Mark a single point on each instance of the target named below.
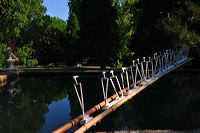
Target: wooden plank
(99, 117)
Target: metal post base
(86, 119)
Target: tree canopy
(100, 32)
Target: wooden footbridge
(132, 80)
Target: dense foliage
(98, 32)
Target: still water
(42, 104)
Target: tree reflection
(24, 104)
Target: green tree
(16, 18)
(166, 24)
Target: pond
(44, 103)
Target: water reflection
(42, 104)
(23, 106)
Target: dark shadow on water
(42, 104)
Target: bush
(26, 56)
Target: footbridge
(130, 82)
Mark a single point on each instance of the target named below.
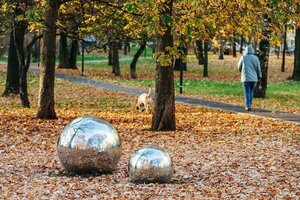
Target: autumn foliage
(216, 154)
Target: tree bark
(73, 54)
(233, 48)
(241, 44)
(221, 51)
(19, 34)
(63, 52)
(12, 85)
(184, 50)
(115, 59)
(205, 64)
(47, 70)
(284, 49)
(110, 57)
(199, 52)
(36, 51)
(296, 71)
(135, 59)
(264, 47)
(164, 110)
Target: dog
(144, 101)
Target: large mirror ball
(89, 145)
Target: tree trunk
(110, 57)
(284, 49)
(73, 54)
(19, 34)
(63, 52)
(221, 51)
(135, 59)
(164, 110)
(13, 74)
(47, 69)
(296, 71)
(205, 65)
(126, 47)
(184, 50)
(115, 59)
(199, 52)
(241, 44)
(264, 49)
(36, 51)
(234, 48)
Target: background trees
(173, 24)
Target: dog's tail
(149, 91)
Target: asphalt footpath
(285, 116)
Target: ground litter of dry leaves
(216, 154)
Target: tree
(164, 110)
(73, 54)
(63, 52)
(205, 64)
(199, 51)
(13, 74)
(284, 49)
(47, 70)
(135, 59)
(296, 71)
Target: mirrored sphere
(89, 145)
(150, 165)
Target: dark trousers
(248, 91)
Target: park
(144, 100)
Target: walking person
(250, 70)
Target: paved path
(183, 99)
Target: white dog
(144, 101)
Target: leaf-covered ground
(216, 154)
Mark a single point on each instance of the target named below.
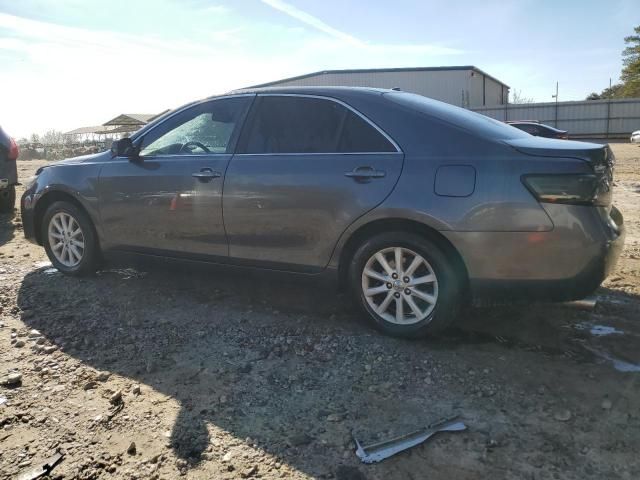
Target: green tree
(614, 91)
(631, 60)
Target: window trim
(137, 141)
(249, 123)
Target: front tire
(69, 239)
(8, 199)
(405, 284)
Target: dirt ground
(174, 373)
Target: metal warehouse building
(465, 86)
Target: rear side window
(360, 136)
(290, 124)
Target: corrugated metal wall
(458, 87)
(589, 118)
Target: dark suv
(8, 172)
(417, 206)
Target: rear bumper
(568, 263)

────────────────

# [Task item]
Reproduce the material exactly. Pictures stay out.

# [Solution]
Mark a single point on each instance of the target named below.
Target: wooden plank
(99, 117)
Target: metal post base
(86, 119)
Target: tree canopy
(100, 32)
Target: wooden footbridge
(132, 80)
Target: dense foliage
(98, 32)
Target: still water
(42, 104)
Target: tree reflection
(24, 104)
Target: green tree
(16, 18)
(166, 24)
Target: pond
(44, 103)
Target: water reflection
(42, 104)
(23, 106)
Target: dark shadow on water
(42, 104)
Target: bush
(26, 56)
Target: footbridge
(130, 82)
Mark a single point on each instance of the target named below.
Target: autumn foliage
(216, 154)
Target: tree bark
(73, 54)
(233, 48)
(241, 44)
(221, 51)
(19, 34)
(63, 52)
(12, 85)
(184, 50)
(115, 59)
(205, 64)
(47, 70)
(284, 49)
(110, 57)
(199, 52)
(36, 51)
(296, 71)
(135, 59)
(264, 47)
(164, 110)
Target: dog
(144, 101)
Target: large mirror ball
(89, 145)
Target: tree trunk
(110, 57)
(284, 49)
(73, 54)
(19, 34)
(63, 52)
(221, 51)
(135, 59)
(164, 110)
(13, 74)
(47, 69)
(296, 71)
(205, 65)
(126, 47)
(184, 50)
(115, 59)
(199, 52)
(241, 44)
(264, 49)
(36, 51)
(234, 48)
Target: background trees
(173, 24)
Target: dog's tail
(149, 91)
Target: asphalt footpath
(285, 116)
Target: ground litter of dry leaves
(216, 154)
Target: tree
(164, 110)
(73, 54)
(63, 52)
(205, 64)
(199, 51)
(13, 74)
(284, 49)
(47, 70)
(135, 59)
(296, 71)
Target: mirrored sphere
(89, 145)
(150, 165)
Target: dark trousers
(248, 91)
Target: park
(144, 100)
Target: walking person
(250, 70)
Target: paved path
(183, 99)
Target: white dog
(144, 101)
Target: leaf-covered ground
(216, 154)
Mark a single point on each instance of the target named below.
Target: green tree
(614, 91)
(631, 60)
Target: window trim
(137, 141)
(249, 123)
Target: front tire
(69, 239)
(8, 199)
(405, 284)
Target: dirt ground
(174, 373)
Target: metal warehouse building
(465, 86)
Target: rear side window
(360, 136)
(290, 124)
Target: corrugated metal wall
(458, 87)
(589, 118)
Target: dark suv
(8, 172)
(417, 206)
Target: rear bumper
(568, 263)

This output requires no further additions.